§ **Excerpt provided**:
Conflict lies at the core of innovation.  – Emanuel R. Piore

 Being a startup is a challenge in itself. There is not a single arena that is not plagued by challenges (we should refuse to call them ‘problems’), and dealing with all the challenges can take a toll on everyone involved. Also, just like every other organization doing business, startups too get to deal with many people – employees, consultants, contractors, designers, suppliers, marketers, distributors – the list is endless. People within, and outside – startups are a hub of people and their ideas.

And, what usually happens with so many people around, and so many ideas and opinions around? Conflicts arise. Conflicts are but natural in all human relationships, and so is the case with business relationships. Every organization inadvertently gets to deal with those sore thumbs that stick out oddly, and that refuse to heal. Every organization does indeed suffer the obnoxiousness of people – be they from outside or inside.

And, when things go out of hand, they tend to take serious turns, the party on the other end would want to take legal recourse. But, the million dollar question is: Which legal recourse must be opted for? Litigation in courts, or the multi-pronged Alternate Dispute Resolution methods? Well, from a startup’s point of view, it is undoubtedly the latter that prove to be beneficial in every possible way concerned. You ask how? This is how:

What is Alternate Dispute Resolution (ADR)?

The system of ADR may simply be defined as those methods of dispute settlement/ resolution, that make use of out-of-court settlement techniques. Some very common examples of ADR mechanisms are Arbitration, Mediation and Negotiation. It is to be noted that these are not independent of each other, and each of them inadvertently involves one or the other mentioned forms of ADR mechanisms. Also, these are not the only forms of ADR mechanisms. There are a plenty of others, but the most commonly used by startups and business organizations tend to be these three. Let us understand them one-by-one.

Arbitration: This is a process whereby the parties to the dispute appoint a third impartial person, called an arbitrator, before whom they present their claims and settle the dispute. By so appointing an arbitrator all by themselves, they agree to be bound by the decision of the arbitrator and this decision (called the “award”) can be enforceable in the court of law. Thus, by doing so, money and time of the parties are saved. You are no longer at the mercy of the unending litigation at courts, wherein you wield absolutely no control over the process of litigation, and it is dragged on for years.

Mediation: This is a process whereby the third party, named the mediator, helps the parties to settle their disputes. Unlike an arbitrator who plays a disinterested role in the arbitral process, a mediator proactively takes part in the mediation process and makes sure that the parties arrive at a concomitant solution/ conclusion.

§ **Data**:
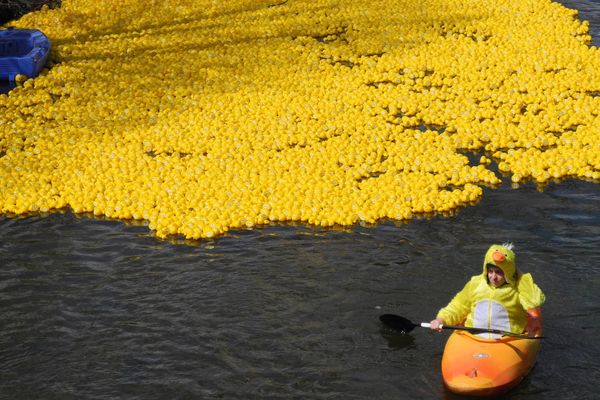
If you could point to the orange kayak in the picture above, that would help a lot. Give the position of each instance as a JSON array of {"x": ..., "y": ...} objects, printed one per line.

§ **Problem set**:
1. In the startup dispute resolution passage, write out the stretch from "And, what usually" through "outside or inside." again, replacing "obnoxiousness" with "unpleasantness".
2. Continue the passage on dispute resolution for startups from where it stops.
The lines above are not needed here.

§ **Responses**:
1.
And, what usually happens with so many people around, and so many ideas and opinions around? Conflicts arise. Conflicts are but natural in all human relationships, and so is the case with business relationships. Every organization inadvertently gets to deal with those sore thumbs that stick out oddly, and that refuse to heal. Every organization does indeed suffer the unpleasantness of people – be they from outside or inside.

2.
Negotiation: In Negotiation, there is no third party appointed. Rather, the parties themselves negotiate the terms across the table. Inevitably, every negotiation process involves elements of mediation. Negotiation is a very commonly used business term and you must have been into endless negotiations with various people on phone or in person, without even realizing that you are using an ADR process to settle issues!

Thus, you have seen that the ADR processes are far more cost and time effective when compared to litigation. Also, they can be effectively used as business strategies to achieve the results you want. There are no set criteria to appoint arbitrators and mediators (in case of business disputes). The only relevant legality involved is that, there has to be a valid agreement between the parties involved to the effect at all disputes would be referred to arbitration/ mediation as the case may be. Also, the name of the arbitrator/mediator may be specified in the agreement itself, if the parties so desire. And, there need not be a separate “Agreement” as such, rather, even a single ADR Clause specifying the kind of dispute settlement method that the parties desire to use, is more than sufficient.

Also, the parties have to make sure that a knowledgeable person, who is an expert in the relevant field needs to be appointed as the arbitrator/ mediator. For example, if the dispute is relating to a technological invention, it is to be made sure that a person in the know-how of the concerned technology has to be appointed, for the benefit of the parties themselves!

Thus, always, and on any given day, ADR is far better than litigation for startups! Do drop in your queries and/or criticisms as comments below!

Happy Startup-ing!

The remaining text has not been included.